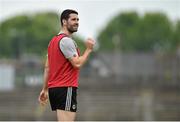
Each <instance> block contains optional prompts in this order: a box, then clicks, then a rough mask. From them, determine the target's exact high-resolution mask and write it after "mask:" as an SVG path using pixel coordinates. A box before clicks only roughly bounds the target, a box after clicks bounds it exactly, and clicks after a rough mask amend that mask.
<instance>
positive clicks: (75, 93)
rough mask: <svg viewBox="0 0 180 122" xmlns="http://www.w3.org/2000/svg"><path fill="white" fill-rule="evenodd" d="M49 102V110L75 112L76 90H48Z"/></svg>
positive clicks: (71, 89)
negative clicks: (48, 94)
mask: <svg viewBox="0 0 180 122" xmlns="http://www.w3.org/2000/svg"><path fill="white" fill-rule="evenodd" d="M48 92H49V101H50V105H51V109H52V110H53V111H56V110H57V109H60V110H65V111H71V112H76V110H77V99H76V97H77V88H76V87H56V88H49V90H48Z"/></svg>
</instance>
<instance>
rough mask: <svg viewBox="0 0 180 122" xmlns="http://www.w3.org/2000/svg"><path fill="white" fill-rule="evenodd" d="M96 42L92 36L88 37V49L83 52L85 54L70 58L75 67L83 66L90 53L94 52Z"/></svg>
mask: <svg viewBox="0 0 180 122" xmlns="http://www.w3.org/2000/svg"><path fill="white" fill-rule="evenodd" d="M94 44H95V41H94V40H92V39H90V38H89V39H87V41H86V50H85V52H84V53H83V55H82V56H74V57H72V58H70V59H69V61H70V62H71V64H72V65H73V67H75V68H80V67H82V66H83V64H84V63H85V62H86V61H87V59H88V57H89V55H90V53H91V52H92V50H93V46H94Z"/></svg>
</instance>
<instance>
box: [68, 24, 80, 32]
mask: <svg viewBox="0 0 180 122" xmlns="http://www.w3.org/2000/svg"><path fill="white" fill-rule="evenodd" d="M74 26H77V27H74ZM67 30H68V31H69V32H70V33H74V32H77V31H78V25H72V26H68V27H67Z"/></svg>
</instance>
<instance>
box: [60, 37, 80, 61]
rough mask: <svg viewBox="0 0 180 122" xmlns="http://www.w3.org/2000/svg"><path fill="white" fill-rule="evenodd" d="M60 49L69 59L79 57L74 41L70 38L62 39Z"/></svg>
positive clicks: (75, 45)
mask: <svg viewBox="0 0 180 122" xmlns="http://www.w3.org/2000/svg"><path fill="white" fill-rule="evenodd" d="M59 47H60V50H61V51H62V53H63V54H64V56H65V57H66V58H67V59H69V58H72V57H74V56H77V55H78V53H77V50H76V45H75V43H74V40H72V39H71V38H69V37H64V38H62V40H61V41H60V43H59Z"/></svg>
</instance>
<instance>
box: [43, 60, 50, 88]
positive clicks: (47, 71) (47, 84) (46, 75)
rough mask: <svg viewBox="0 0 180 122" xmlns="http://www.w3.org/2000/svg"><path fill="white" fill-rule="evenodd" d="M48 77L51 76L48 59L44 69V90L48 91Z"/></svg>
mask: <svg viewBox="0 0 180 122" xmlns="http://www.w3.org/2000/svg"><path fill="white" fill-rule="evenodd" d="M48 75H49V65H48V59H47V60H46V63H45V68H44V77H43V79H44V84H43V89H45V90H47V89H48Z"/></svg>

- - -

**What you should do**. Rewrite the lines from the start of the records to the line with "positive clicks: (75, 93)", replacing "rough mask" with "coarse mask" and keeping everything else the same. Leave the pictures out.

**Answer to the exercise**.
Each <instance> block contains optional prompts in this order: a box, then clicks, then a coarse mask. From them, determine the target's exact high-resolution mask and write it after "mask:" as an SVG path using pixel coordinates. A box before clicks only roughly bounds the target, a box after clicks bounds it exactly, and clicks after a coarse mask amend that mask.
<instance>
positive clicks: (75, 93)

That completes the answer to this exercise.